Work to complete:
Output every line below as it stands, dropping only the images.

(Beginning of Extracted entries)

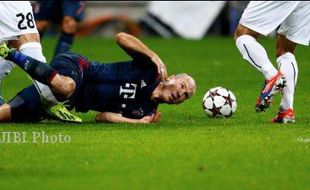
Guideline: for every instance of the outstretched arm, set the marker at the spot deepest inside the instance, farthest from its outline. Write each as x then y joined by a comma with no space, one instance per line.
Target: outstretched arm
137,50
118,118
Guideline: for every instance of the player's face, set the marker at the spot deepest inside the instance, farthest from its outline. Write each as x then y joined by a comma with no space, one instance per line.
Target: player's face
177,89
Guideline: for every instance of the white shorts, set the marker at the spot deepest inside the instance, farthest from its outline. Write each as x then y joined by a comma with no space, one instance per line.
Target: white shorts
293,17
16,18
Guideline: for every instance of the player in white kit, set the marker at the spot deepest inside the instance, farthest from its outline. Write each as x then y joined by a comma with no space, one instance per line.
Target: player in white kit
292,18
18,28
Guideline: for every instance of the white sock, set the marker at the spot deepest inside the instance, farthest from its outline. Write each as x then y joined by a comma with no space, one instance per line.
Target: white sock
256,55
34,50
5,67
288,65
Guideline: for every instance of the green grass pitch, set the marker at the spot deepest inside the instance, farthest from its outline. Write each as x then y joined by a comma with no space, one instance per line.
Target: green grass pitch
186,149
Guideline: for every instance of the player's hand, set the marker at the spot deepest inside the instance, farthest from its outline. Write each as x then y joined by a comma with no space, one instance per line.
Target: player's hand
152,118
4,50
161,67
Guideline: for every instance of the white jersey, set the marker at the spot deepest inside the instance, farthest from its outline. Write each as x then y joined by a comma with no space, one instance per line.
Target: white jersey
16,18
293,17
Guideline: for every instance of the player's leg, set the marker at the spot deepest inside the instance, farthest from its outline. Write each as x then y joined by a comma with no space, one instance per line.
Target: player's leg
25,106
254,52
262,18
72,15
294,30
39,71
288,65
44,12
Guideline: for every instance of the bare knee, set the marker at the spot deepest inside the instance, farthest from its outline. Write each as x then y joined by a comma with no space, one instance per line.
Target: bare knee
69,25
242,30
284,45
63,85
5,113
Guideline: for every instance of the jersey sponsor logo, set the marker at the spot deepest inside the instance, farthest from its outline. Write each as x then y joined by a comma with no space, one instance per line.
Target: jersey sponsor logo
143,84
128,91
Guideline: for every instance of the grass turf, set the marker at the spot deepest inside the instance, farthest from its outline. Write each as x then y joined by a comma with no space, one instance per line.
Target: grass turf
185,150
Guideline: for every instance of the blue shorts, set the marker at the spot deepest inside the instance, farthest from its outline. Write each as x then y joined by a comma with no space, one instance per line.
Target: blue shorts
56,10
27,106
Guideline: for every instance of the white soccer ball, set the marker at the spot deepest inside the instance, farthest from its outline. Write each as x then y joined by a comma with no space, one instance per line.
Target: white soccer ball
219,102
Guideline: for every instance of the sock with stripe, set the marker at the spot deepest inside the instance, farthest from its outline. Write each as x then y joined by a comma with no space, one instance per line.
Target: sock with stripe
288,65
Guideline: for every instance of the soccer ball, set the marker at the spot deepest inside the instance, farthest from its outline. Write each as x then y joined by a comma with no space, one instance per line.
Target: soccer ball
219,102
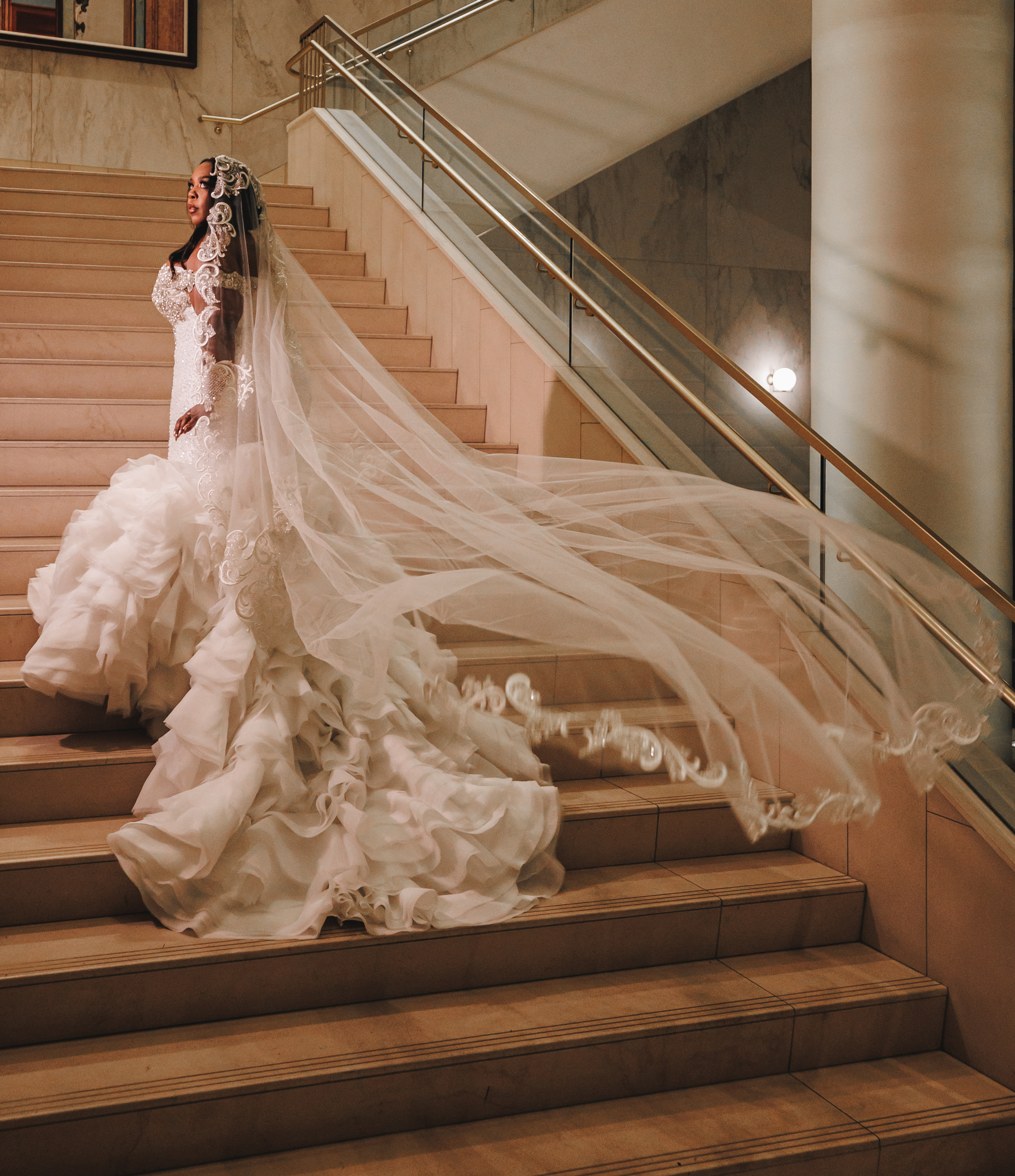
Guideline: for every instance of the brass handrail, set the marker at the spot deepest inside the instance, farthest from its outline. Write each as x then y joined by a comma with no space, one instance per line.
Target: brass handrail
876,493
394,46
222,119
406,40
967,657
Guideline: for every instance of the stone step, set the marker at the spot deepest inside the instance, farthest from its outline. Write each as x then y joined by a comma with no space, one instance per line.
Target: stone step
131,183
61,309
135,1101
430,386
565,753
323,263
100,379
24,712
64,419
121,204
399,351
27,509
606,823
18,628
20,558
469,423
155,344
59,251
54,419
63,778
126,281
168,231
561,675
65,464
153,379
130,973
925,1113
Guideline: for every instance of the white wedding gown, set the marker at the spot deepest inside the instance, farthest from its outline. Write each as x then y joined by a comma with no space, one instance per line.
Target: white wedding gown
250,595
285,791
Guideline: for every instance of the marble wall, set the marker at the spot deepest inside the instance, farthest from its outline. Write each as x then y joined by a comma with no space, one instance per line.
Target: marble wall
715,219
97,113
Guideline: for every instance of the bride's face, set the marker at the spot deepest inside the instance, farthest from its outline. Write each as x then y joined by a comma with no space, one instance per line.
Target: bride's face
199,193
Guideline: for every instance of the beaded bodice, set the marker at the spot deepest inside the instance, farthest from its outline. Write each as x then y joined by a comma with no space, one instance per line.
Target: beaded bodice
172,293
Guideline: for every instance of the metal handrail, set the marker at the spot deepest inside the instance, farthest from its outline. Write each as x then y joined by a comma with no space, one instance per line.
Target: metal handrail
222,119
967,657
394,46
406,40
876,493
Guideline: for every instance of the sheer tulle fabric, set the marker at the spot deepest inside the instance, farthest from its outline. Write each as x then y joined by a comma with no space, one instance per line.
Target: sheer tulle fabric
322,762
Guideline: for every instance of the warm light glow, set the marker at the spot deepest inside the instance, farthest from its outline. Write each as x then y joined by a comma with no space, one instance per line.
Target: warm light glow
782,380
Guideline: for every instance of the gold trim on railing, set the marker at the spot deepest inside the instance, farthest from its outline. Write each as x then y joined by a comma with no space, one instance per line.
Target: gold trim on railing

(End of Extracted entries)

Answer space:
Guideline: for every instance of the outstretched arm, set the marker at the spot deepest inside the instance, farthest from its outline. Write each as x then y joined by a comma with no space, one instance per line.
Target: outstretched arm
137,50
118,118
Guideline: for every instance of the player's face, set the marker at the spot deepest inside the instance, farthest from its outline. Write each as x then y joined by a comma with no space, one instance per line.
Target: player's face
177,89
Guideline: for every instance of the white shorts, set the marker at the spot deepest inside the instance, farthest from its outline. Write each as x then y joined by a comma with no space, one instance per line.
Target: white shorts
293,17
16,18
Guideline: for every instance of the player in white kit, set the marker at the spot deepest inside the instance, farthest from its outline. Write each as x then y joined by a comma with no space, one instance per line.
Target: player in white kit
292,18
18,28
Guideline: for every instance of the white sock, set the marker at the spot deepest inside the instance, farthest from its outline. Write each as x then y joined by a comma with no space, one instance per line.
Target: white sock
256,55
34,50
5,67
288,65
Guideline: for every instance of the green grass pitch, set the marker at the spot deepest inside the instance, farthest from its outline. Write each as x then y joined by a comma with no space, one instance per line.
Target: green grass pitch
186,149
Guideline: for every instance of the player's hand, set the marker at the spot deepest inside the instance, farthest from its outline. Write each as x then y joined by a comma with no space, one instance per line.
Target: player's hand
152,118
4,50
161,67
Guideline: for every instance of the white jersey, set the marker at the spot deepest inside the instance, farthest from its outline. Write each as x then y joined by a comma with no space, one instance per line.
Target: white jersey
16,18
293,17
Guideline: for every instance of the player's leg, set the marker at the spot deepest inside the instance, farthest from its outline. Write each as x then y joined by a comma with no space, one instance per line.
Target: player's leg
25,106
254,52
262,18
72,15
294,30
39,71
288,65
44,12
Guideline: for every instance of the bare knee, set the marker at the spot deepest inside the instance, farthest from its outline. Write each as x then y joined by a comma with no space, one instance per line.
Target: bare knee
69,25
242,30
284,45
63,85
5,113
Guideline: for every instance of the jersey sponsor logo, set the marker at the spot deepest inside the instance, farthest from its outline. Write each as x then y joined by a comma with no space, one instance per line.
Target: jersey sponsor logo
143,84
128,91
Guideline: for every instance of the grass turf, set the marker at the spot deepest inside the instance, farthest from its outline. Write each as x then y joined by a comma with no space, one instance per line.
Target: grass turf
185,150
Guideline: for every instance of the blue shorts, set the marker at the spot deepest inside the instance, farthest from its outline. Write each as x then y joined by a comma with no space, one instance per line.
Target: blue shorts
56,10
27,106
Guideline: for every instance of the white soccer ball, set the marker at the spot deepest inside the instance, farthest from its outline. Write each as x then y joined by a comma with no space, one instance per line.
Target: white soccer ball
219,102
Guideline: for every instance of the sock with stripe, set the marker at the spot deepest inside the instance, farthest from its outline. Write each as x then y joined by a comma with no space, one instance per line.
Target: sock with stripe
288,65
Guideline: for every instance of the soccer ball, set the marker at the spot deepest inside the instance, farthest from its outline. Write each as x then y joined by a comma with no space, one instance per line.
Target: soccer ball
219,102
Guideline: for every instance of the brass handrail, set the marker at the spot deepest inside the instance, farthest from its outline. Write each as x then y joined by a comma with no space, one instance per line.
Target: brass handrail
876,493
394,46
222,119
406,40
967,657
Guideline: for every instance of the stone step, set the marker at the spot deepest inside the instance, farthest from its outline. Write each as x then y joined by a comma with no space, one instance per line.
Target: stone step
131,183
61,309
135,1101
430,386
565,753
323,263
100,379
24,712
64,419
121,204
399,351
27,509
606,823
18,628
20,558
469,423
155,344
59,251
54,419
63,778
126,281
168,231
561,675
65,464
153,379
130,973
925,1113
Guideline: for every instance of the white wedding gown, set the marker at the spot deepest inside the instance, farthest from its outline. Write each as x then y joined by a comma with no space, one instance per line.
Target: white wedding gown
250,595
285,791
Guideline: for every instance of the marble wall, set the marker at the spot deepest inside the instance, farthest from its outline. Write each as x then y joined by a comma with no space, one instance per line.
Target: marble wall
715,219
97,113
Guideline: for every instance of the bride's face, set the marker at the spot deepest inside the instance, farthest from its outline. Write each as x then y joined by a comma with no space, one instance per line.
Target: bride's face
199,193
Guideline: for every instance of the beaded bodice, set the marker at the spot deepest inside the instance, farthest from its outline. Write each as x then y joined by a comma with no space, one instance per line.
Target: beaded bodice
172,293
Guideline: for every instance of the metal handrail, set the marker at the spot deepest inside the instance, farthest from its outline. Write each as x then y joined by a comma with no space, one instance per line.
Target: metal handrail
222,119
967,657
394,46
406,40
876,493
Guideline: for every instance of the sheer tulle fabric, set the marker at the spot deepest inside the instance, farthest from its outline. Write each as x then y joined by a comma with no space, one instance per line.
Target: sheer tulle fabric
322,762
Guideline: for every instance of the warm light glow, set the marker at the spot deepest inside the instance, farthest from its outline. Write each as x then y joined by a comma with no space, one instance per line.
Target: warm light glow
782,380
Guideline: for every instance of the gold trim on railing, set the marker at the spot deepest inside the instance, farthest from its outline. Write each as x then y joined by a comma with no space, one instance per line.
Target: gold trim on railing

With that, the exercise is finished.